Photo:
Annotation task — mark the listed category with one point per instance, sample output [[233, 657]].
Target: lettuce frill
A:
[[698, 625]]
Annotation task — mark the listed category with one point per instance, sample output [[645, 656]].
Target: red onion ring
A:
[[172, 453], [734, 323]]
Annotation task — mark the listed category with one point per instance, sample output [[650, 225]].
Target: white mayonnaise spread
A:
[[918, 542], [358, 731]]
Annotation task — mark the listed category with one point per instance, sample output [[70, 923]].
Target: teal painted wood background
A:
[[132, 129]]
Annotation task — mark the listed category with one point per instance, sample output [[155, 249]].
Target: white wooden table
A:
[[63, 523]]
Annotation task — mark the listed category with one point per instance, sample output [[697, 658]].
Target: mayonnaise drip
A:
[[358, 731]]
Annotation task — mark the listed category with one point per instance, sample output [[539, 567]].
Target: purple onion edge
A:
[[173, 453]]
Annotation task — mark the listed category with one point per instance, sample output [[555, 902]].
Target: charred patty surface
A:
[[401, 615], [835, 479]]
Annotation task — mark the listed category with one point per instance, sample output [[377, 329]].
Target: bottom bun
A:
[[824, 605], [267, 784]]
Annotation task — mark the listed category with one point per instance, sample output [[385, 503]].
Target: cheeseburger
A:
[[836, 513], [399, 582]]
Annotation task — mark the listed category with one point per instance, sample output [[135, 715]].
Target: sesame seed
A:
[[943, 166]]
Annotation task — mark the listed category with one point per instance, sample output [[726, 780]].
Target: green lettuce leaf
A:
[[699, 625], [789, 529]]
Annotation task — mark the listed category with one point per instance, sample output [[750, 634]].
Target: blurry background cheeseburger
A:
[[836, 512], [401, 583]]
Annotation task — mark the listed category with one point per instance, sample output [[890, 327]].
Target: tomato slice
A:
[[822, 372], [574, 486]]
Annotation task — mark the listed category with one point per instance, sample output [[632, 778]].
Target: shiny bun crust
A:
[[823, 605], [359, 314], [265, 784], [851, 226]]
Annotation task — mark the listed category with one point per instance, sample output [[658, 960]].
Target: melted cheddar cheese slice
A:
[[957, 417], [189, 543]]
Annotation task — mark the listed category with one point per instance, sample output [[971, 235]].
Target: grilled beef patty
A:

*PROBLEM TO WORK ON*
Output the entire listing above exactly, keeping each line as it is.

*REPLY TO THE EXERCISE*
Photo:
Annotation task — mark the listed category with one point per instance, sample output [[233, 657]].
Target: lettuce frill
A:
[[698, 625]]
Annotation task — mark the listed category with one point per instance, sample output [[645, 656]].
Target: red onion ring
A:
[[172, 453], [734, 323]]
Annotation task — mark the listed category with one point per instance, sample output [[650, 225]].
Target: white mayonnaise spread
A:
[[918, 542], [358, 731]]
Annotation task — mark the listed category with one point per instance, sample output [[70, 923]].
Target: teal painted wood background
A:
[[132, 129]]
Annotation task — mark the listed category with one point per instance, sample output [[155, 249]].
Target: white wooden table
A:
[[63, 523]]
Annotation task — mark the listed category with one point per instance, sample output [[697, 658]].
Target: mayonnaise drip
A:
[[358, 731]]
Annotation task — mark the listed category with one point per instance, sample output [[539, 567]].
Target: purple onion edge
A:
[[173, 453]]
Annotation task — mark the listed category with one point per instance, sample output [[555, 902]].
Target: charred patty surface
A:
[[401, 615], [835, 479]]
Annotation task — mark the listed category with one point per instance, sample output [[377, 329]].
Target: bottom bun
A:
[[824, 605], [267, 784]]
Annotation task — mark the listed category with one point per instance, sample output [[385, 503]].
Target: cheeseburger
A:
[[836, 513], [399, 582]]
Annotation task — mark the listed category with one point per instance, sample output [[135, 715]].
Target: sesame seed
A:
[[943, 166]]
Annotation task — mark the listed category with one point per instance, sample output [[726, 780]].
Target: green lettuce leaf
A:
[[699, 625], [789, 529]]
Annotation task — mark the listed category with one point per instance, sample output [[750, 634]].
Target: blurry background cheeseburger
A:
[[836, 512], [401, 583]]
Annotation task — mark the listed category with one point per instance, sample output [[890, 327]].
Target: tomato slice
A:
[[822, 372], [574, 486]]
Annotation task — mark the listed category with one point per instance, sample output [[632, 778]].
Target: shiny bun crust
A:
[[823, 605], [359, 314], [265, 784], [851, 226]]
Annotation task — mark the listed category with one point per instance, sample output [[658, 960]].
Target: melted cheddar cheese slice
A:
[[957, 417], [189, 543]]
Annotation task — mark the listed category with one point per instance, sample output [[971, 235]].
Target: grilled beef patty
A:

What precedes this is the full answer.